§ **SHORT PROBLEM**: Show every line below that contains the string "card", copying each one in full. Case counts.

-- THE DATA start --

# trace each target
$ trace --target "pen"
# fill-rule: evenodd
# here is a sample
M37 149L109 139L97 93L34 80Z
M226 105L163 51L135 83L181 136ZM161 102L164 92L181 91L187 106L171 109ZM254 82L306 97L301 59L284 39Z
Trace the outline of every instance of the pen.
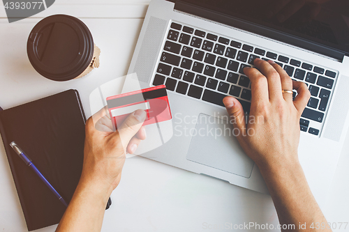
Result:
M56 195L56 196L58 198L59 201L61 201L61 203L66 207L68 206L67 203L66 203L66 201L59 195L59 194L54 190L54 188L51 185L51 184L46 180L46 178L41 174L41 173L38 170L36 167L31 162L31 160L22 150L22 149L17 145L15 141L13 141L12 143L10 144L10 146L15 150L16 153L21 157L21 159L24 162L24 163L28 165L33 171L38 175L41 180L43 181L43 183L49 187L49 189Z

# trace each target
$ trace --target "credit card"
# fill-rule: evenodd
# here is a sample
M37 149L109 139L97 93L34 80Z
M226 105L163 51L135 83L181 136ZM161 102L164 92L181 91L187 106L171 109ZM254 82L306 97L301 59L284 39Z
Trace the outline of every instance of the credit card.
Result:
M147 113L143 125L172 119L168 93L164 85L109 97L107 103L115 130L137 109L143 109Z

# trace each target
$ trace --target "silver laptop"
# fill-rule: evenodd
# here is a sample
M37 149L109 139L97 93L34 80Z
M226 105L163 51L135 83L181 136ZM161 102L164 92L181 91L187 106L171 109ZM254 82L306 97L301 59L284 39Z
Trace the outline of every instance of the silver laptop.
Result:
M248 114L251 83L242 70L256 58L270 59L311 93L299 122L299 156L315 198L323 201L349 125L349 15L342 10L349 6L306 3L291 14L290 5L273 12L267 2L151 2L128 73L136 73L143 88L166 86L173 136L142 155L267 193L222 100L235 97Z

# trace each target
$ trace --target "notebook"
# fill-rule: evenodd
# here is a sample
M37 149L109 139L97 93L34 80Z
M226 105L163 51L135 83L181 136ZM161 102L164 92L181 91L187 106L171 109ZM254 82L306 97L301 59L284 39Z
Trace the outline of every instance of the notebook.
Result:
M59 223L66 207L10 143L23 149L69 203L82 170L85 122L76 90L0 111L0 132L29 231Z

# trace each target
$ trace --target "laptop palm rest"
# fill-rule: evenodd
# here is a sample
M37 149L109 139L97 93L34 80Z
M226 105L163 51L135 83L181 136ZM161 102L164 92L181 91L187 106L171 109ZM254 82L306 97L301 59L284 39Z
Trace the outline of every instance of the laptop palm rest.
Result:
M195 130L192 132L186 159L249 178L254 162L235 137L238 132L228 121L200 114Z

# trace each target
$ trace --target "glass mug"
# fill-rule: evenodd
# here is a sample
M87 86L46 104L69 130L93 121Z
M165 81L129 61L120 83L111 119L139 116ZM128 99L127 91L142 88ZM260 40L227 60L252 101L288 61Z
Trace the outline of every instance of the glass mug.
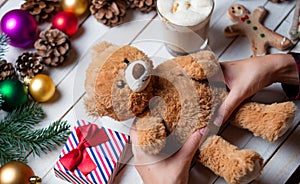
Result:
M162 34L173 56L204 50L214 9L213 0L157 0Z

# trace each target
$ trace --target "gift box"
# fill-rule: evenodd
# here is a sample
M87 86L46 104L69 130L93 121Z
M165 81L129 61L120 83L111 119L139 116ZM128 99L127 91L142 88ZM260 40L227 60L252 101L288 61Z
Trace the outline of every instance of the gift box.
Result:
M54 166L55 175L70 183L113 183L132 157L128 142L125 134L77 121Z

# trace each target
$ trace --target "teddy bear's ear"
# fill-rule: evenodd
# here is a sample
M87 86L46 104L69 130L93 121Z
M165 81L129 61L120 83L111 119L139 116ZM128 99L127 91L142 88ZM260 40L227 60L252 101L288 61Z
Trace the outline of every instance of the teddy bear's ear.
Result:
M200 51L195 54L176 57L170 61L179 64L183 71L195 80L208 79L221 69L217 56L211 51Z

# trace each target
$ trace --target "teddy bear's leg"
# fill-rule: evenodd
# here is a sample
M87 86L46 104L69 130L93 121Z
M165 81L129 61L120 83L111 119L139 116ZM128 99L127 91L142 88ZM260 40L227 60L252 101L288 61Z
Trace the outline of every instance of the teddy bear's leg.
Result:
M263 159L252 150L239 150L220 136L209 137L196 159L230 184L249 183L260 175Z
M146 153L157 154L165 146L167 132L161 118L148 116L137 118L136 131L137 146Z
M249 102L241 105L229 119L237 127L248 129L255 136L276 141L292 124L296 113L293 102L270 105Z

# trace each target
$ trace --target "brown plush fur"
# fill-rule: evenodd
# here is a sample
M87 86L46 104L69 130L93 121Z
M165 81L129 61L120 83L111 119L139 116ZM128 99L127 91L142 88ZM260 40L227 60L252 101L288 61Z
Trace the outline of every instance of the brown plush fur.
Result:
M219 136L209 137L196 159L232 184L255 179L263 165L262 158L255 151L239 150Z
M295 113L296 106L293 102L271 105L250 102L239 108L230 123L252 131L255 136L276 141L288 130Z
M150 82L140 92L132 91L125 80L125 70L135 60L148 63L152 71ZM104 42L95 46L87 71L86 109L91 115L116 120L136 117L139 146L147 153L157 154L169 142L183 144L195 130L213 120L227 95L222 85L208 80L219 73L217 58L210 51L177 57L153 68L140 50ZM294 115L295 105L291 102L253 102L243 104L231 121L274 141L287 130ZM228 183L250 182L262 168L259 154L238 150L219 136L204 142L197 159Z

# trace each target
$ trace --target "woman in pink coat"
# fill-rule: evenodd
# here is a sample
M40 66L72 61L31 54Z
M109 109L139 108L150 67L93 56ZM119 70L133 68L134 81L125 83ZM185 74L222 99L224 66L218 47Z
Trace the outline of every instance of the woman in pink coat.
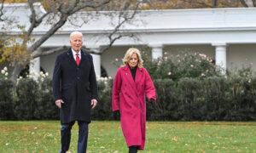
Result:
M112 92L112 109L119 113L129 152L143 150L146 138L146 103L155 101L155 88L137 48L129 48L117 71Z

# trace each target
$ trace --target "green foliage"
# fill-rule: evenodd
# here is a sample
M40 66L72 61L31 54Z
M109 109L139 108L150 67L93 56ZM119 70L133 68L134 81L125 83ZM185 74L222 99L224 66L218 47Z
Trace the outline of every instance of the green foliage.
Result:
M97 106L92 110L92 119L109 120L113 118L111 95L112 84L111 78L100 78L98 83L99 102Z
M54 101L51 83L51 80L49 77L38 82L39 97L38 98L38 100L37 100L34 111L35 119L52 120L59 118L59 109Z
M256 122L148 122L141 152L255 152ZM0 152L58 152L59 121L0 122ZM69 152L77 152L79 126L72 128ZM128 152L119 122L92 122L87 151ZM140 152L140 151L138 151Z
M14 119L13 89L10 80L0 78L0 120Z

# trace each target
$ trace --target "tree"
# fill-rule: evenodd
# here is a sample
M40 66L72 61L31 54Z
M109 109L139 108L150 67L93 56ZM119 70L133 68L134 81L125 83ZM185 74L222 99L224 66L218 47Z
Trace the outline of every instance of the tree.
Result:
M35 9L35 3L37 2L41 2L43 3L46 10L44 14L40 14ZM31 12L29 26L20 27L21 32L19 35L19 41L5 35L5 37L9 37L9 39L12 40L12 42L9 42L9 45L5 45L3 53L1 53L2 60L3 57L3 60L11 59L10 62L12 63L12 65L14 65L11 80L14 82L15 82L19 73L24 66L29 63L30 60L53 54L67 48L64 46L45 52L42 52L42 50L39 49L40 46L54 35L56 31L63 26L67 20L72 22L71 17L78 12L109 9L118 10L118 16L119 18L118 20L119 23L115 26L113 31L108 34L108 47L110 47L114 41L122 37L132 37L131 35L125 35L119 32L119 29L122 25L131 20L135 16L139 5L139 3L136 0L125 0L122 2L119 0L28 0L26 3ZM4 13L2 11L3 6L3 1L2 1L0 19L4 16ZM131 10L132 10L131 13ZM44 24L45 20L50 20L52 26L43 34L40 38L34 40L32 37L33 31L35 28L38 27L38 26ZM3 20L3 21L6 20ZM84 24L86 23L84 22ZM16 26L19 26L18 25ZM8 42L5 42L8 43ZM9 50L7 51L7 48ZM107 48L104 49L106 50ZM15 51L17 51L17 53ZM18 58L9 58L14 54L18 55ZM19 59L19 60L17 60L17 59Z

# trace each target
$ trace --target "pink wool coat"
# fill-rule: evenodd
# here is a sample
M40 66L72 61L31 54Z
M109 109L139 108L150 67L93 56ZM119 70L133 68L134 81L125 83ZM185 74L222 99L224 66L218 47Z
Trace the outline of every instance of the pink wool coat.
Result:
M120 111L120 122L128 146L143 150L146 138L146 103L156 99L155 88L145 68L137 68L135 82L128 65L118 69L112 92L112 109Z

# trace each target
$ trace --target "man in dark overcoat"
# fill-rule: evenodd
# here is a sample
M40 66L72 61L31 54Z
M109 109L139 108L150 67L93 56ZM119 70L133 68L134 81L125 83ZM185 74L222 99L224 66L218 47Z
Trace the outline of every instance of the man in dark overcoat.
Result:
M69 149L71 129L79 127L78 152L86 152L90 109L97 105L97 85L92 56L81 49L83 34L70 34L71 48L57 56L53 74L53 94L60 108L60 152Z

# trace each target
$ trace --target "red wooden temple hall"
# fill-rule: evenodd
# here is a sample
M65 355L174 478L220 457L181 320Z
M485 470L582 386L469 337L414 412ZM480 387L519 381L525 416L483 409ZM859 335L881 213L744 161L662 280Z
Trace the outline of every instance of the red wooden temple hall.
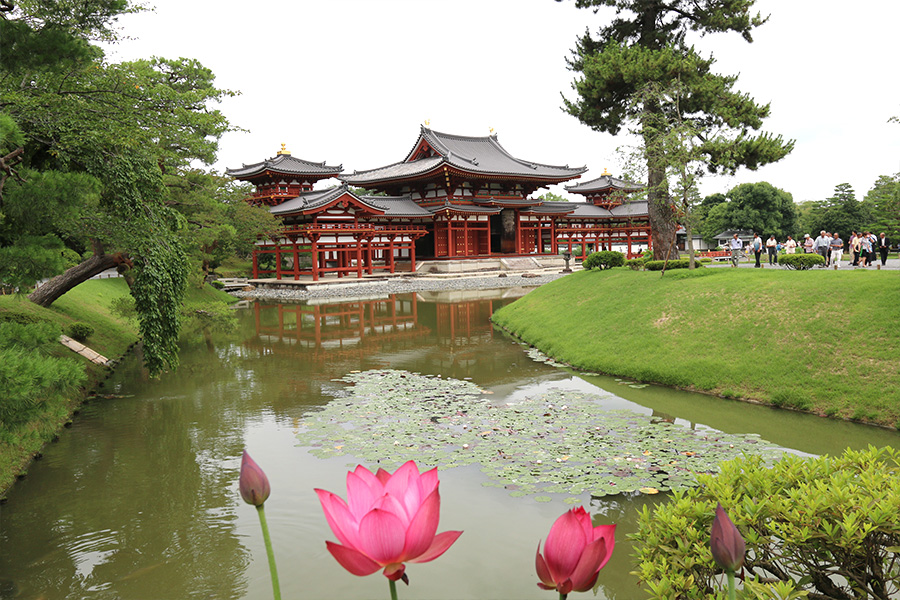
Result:
M580 177L586 167L553 166L519 159L496 135L467 137L422 127L403 160L341 175L294 158L282 148L260 163L226 174L256 186L249 202L270 206L284 231L261 241L254 278L275 275L314 280L378 270L415 271L416 258L460 260L502 256L586 256L620 249L628 255L651 245L646 202L629 202L642 186L604 172L567 187L585 202L544 202L539 188ZM313 191L338 177L343 185ZM351 190L362 188L372 194Z

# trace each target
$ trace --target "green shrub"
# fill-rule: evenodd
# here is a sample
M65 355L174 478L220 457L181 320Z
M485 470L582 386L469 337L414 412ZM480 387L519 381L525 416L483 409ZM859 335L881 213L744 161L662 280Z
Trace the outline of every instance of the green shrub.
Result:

-- THE DATA end --

§ **RESULT**:
$ trace --target "credit card"
Trace the outline of every instance of the credit card.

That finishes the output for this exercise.